Records to use:
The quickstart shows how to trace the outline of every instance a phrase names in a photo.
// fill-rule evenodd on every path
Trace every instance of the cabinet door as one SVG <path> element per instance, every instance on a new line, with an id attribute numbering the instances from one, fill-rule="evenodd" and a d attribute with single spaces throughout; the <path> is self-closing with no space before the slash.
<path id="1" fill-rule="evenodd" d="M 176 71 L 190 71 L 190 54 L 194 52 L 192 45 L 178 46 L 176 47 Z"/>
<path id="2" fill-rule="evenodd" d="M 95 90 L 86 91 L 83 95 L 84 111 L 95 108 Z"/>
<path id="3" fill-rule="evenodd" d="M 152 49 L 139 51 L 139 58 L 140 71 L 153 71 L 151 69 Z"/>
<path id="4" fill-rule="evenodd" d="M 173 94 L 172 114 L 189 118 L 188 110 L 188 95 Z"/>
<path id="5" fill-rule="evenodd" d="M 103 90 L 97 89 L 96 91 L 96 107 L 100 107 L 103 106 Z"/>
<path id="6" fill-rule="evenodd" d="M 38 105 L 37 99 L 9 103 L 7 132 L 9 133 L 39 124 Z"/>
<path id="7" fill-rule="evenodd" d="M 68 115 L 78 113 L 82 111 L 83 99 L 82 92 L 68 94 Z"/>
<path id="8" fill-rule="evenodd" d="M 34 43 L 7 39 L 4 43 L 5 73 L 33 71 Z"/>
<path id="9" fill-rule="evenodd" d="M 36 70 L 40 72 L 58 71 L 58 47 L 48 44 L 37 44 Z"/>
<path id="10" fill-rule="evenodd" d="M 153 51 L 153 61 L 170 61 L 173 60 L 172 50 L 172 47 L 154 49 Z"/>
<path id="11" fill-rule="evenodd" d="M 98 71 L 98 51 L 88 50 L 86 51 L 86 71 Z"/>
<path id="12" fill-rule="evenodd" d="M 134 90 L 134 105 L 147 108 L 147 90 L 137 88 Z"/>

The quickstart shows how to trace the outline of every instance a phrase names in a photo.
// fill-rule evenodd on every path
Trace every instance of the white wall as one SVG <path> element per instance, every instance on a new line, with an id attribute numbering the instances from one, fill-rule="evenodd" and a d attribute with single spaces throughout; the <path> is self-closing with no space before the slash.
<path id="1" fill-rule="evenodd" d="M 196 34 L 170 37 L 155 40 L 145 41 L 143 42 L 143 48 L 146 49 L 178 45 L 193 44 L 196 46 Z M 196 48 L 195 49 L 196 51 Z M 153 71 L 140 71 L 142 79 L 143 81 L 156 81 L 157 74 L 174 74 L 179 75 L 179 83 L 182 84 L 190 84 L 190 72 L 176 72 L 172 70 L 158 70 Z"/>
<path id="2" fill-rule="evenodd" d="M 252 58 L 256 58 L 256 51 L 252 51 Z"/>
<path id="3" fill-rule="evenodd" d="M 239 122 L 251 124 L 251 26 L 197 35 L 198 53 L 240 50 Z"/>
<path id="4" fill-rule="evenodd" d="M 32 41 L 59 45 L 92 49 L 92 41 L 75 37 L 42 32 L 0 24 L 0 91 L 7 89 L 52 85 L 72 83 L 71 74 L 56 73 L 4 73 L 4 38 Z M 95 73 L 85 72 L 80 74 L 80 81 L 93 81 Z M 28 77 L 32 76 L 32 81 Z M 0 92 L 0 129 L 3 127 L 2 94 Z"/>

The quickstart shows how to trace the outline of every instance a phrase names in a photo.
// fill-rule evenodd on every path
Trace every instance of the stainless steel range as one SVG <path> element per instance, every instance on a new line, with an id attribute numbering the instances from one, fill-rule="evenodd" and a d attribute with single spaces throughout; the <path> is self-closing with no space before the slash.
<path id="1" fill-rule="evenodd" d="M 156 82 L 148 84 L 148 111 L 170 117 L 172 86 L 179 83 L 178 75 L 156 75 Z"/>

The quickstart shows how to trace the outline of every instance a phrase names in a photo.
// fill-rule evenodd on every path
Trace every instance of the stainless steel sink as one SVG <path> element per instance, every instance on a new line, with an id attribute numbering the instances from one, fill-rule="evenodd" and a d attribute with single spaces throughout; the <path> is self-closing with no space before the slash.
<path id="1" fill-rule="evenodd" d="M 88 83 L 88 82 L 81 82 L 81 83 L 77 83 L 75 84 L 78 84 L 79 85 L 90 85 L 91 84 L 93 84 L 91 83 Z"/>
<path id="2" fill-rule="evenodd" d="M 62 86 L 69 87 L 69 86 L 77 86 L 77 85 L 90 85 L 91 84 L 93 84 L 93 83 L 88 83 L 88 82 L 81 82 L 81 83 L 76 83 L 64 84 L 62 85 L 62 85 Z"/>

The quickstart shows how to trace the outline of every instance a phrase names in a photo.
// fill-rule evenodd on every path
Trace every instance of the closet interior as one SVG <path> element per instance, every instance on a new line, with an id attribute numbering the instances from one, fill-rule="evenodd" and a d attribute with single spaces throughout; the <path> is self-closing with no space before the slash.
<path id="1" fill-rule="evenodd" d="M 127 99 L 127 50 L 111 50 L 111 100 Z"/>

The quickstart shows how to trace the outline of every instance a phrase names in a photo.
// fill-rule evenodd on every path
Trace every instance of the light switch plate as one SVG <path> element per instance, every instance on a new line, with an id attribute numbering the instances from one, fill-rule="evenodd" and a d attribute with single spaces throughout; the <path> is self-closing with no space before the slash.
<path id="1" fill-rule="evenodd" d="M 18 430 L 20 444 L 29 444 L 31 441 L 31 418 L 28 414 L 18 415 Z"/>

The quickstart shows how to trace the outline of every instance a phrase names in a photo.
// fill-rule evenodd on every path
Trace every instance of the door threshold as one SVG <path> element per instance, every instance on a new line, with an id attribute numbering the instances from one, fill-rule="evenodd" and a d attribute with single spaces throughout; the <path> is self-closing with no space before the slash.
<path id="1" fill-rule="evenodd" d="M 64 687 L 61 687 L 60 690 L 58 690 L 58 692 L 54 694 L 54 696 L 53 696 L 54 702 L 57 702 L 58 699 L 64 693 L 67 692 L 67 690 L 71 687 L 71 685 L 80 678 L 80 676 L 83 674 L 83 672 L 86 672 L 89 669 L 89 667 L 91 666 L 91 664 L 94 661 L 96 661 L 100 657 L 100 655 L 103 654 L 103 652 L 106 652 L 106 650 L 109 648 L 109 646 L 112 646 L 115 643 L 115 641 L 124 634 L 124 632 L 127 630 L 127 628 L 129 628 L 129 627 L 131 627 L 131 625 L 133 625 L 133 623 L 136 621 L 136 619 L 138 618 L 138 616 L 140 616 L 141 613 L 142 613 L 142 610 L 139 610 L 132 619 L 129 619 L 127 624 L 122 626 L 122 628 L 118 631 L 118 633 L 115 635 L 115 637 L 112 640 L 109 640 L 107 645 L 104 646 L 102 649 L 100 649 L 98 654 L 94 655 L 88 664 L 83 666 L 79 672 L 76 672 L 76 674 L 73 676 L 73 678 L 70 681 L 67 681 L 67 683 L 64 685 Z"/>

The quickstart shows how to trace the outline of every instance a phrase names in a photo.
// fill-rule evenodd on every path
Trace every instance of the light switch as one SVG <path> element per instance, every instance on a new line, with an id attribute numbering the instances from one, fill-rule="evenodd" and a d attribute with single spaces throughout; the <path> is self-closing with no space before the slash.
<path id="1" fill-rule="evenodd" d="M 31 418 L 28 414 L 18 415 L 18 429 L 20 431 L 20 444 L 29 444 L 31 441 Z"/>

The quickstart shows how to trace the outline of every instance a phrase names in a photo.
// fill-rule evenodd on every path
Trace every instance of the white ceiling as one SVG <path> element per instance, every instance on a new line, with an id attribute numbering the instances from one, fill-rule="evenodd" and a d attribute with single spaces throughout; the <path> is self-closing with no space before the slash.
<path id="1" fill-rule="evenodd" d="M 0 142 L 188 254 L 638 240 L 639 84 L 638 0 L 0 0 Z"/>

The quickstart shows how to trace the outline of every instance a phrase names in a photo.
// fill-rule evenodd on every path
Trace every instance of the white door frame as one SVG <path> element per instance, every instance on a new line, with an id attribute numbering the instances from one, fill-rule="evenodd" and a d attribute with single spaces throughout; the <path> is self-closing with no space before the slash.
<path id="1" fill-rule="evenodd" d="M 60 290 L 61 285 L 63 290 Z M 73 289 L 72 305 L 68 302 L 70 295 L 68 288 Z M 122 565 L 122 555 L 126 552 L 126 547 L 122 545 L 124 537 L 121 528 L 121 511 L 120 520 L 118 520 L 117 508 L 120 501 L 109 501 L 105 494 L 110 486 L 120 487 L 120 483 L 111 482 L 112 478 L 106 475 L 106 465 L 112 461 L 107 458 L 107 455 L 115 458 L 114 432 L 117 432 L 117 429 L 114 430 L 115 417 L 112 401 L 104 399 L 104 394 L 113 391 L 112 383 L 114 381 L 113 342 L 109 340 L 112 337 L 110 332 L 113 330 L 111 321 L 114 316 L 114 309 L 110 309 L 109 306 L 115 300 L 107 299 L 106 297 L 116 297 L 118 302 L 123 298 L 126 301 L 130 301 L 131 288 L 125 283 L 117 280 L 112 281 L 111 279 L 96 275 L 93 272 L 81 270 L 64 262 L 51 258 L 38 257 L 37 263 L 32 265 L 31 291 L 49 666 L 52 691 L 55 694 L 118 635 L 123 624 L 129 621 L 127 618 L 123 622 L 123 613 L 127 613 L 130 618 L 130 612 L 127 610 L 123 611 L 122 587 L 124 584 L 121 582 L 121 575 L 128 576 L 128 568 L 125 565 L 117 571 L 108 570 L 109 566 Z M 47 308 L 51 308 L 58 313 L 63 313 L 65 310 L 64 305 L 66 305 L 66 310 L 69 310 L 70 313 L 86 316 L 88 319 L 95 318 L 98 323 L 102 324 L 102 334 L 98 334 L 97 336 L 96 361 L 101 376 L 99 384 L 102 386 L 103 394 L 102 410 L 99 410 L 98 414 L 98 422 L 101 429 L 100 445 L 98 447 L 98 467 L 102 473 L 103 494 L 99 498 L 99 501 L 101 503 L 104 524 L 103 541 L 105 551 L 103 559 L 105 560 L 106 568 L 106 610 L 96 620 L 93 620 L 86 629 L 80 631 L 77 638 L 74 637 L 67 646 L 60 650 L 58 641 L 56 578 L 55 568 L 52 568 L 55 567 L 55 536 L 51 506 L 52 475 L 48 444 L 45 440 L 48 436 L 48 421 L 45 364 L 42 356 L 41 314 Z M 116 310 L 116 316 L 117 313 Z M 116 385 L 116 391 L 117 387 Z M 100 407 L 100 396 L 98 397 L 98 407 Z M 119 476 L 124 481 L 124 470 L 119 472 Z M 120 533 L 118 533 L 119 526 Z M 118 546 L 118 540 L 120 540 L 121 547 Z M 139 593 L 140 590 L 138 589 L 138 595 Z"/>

Set problem: Please report every line of the items above that contains the string "steel", copying each such line in full. Case counts.

Result of the exercise:
Trace every instance of the stainless steel range as one SVG <path> element per instance, every instance on a new line, with an id attribute numbering the instances from one, fill-rule="evenodd" and a d attribute with single spaces throughout; the <path> is self-closing with no space before the slash.
Trace every instance of the stainless steel sink as one SVG <path> element per instance, every instance on a new line, with an id attribute numbering the instances from one, fill-rule="evenodd" and a d attribute with single spaces throughout; the <path> is self-closing with no space before the slash.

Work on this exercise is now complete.